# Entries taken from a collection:

━━━━━━━━━━━━━━━━

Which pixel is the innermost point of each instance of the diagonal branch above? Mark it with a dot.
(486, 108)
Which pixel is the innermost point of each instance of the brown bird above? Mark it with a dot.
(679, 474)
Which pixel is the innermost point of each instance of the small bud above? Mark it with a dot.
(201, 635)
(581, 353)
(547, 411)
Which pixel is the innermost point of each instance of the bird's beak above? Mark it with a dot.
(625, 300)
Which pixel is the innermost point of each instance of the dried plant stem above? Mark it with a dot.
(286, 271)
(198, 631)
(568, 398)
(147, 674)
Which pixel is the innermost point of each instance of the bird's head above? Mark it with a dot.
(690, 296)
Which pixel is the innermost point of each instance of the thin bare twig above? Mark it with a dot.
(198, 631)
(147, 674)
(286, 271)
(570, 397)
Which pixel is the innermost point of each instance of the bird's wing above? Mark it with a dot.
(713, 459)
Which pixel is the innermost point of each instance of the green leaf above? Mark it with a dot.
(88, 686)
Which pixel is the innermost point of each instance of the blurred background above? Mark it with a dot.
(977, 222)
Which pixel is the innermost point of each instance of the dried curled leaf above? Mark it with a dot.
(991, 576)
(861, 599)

━━━━━━━━━━━━━━━━

# Your assignment:
Repeat the records above exactly, leaving none out.

# Output of the task:
Which pixel is the innermost point of each instance of the diagonal branch above? Mark it with a dot.
(486, 108)
Which pixel is the innermost point of each instance of the brown bird above? Mark it with a dot.
(679, 474)
Which pixel is the innermost point of each instance of the small bud above? Mark it with a dot.
(201, 635)
(581, 353)
(547, 411)
Which pixel is the innermost point of each instance of the bird's beak above? Mark it with a dot.
(625, 300)
Which pixel is the innermost point of each instance of the dried plant stem above? Mark it with a dot.
(286, 271)
(198, 631)
(568, 398)
(147, 674)
Which pixel is the innermost point of each instance of the bird's head above? Mark it with a dot.
(690, 296)
Which pixel is the innermost point of each instance of the thin bare twig above? Mark it with a dot.
(198, 631)
(147, 674)
(286, 271)
(570, 397)
Which pixel is the innermost point of each instance of the bird's wing above? Mark it with a dot.
(713, 459)
Which pixel is the innermost point of each instance of the green leaf above? Mark it with a dot.
(88, 686)
Which pixel is the innermost point of each instance of the blurred background above? Mark it with a dot.
(977, 222)
Which pixel is the innermost point of each instance of the dried curled leaf above? Mark it with a dot.
(991, 576)
(861, 599)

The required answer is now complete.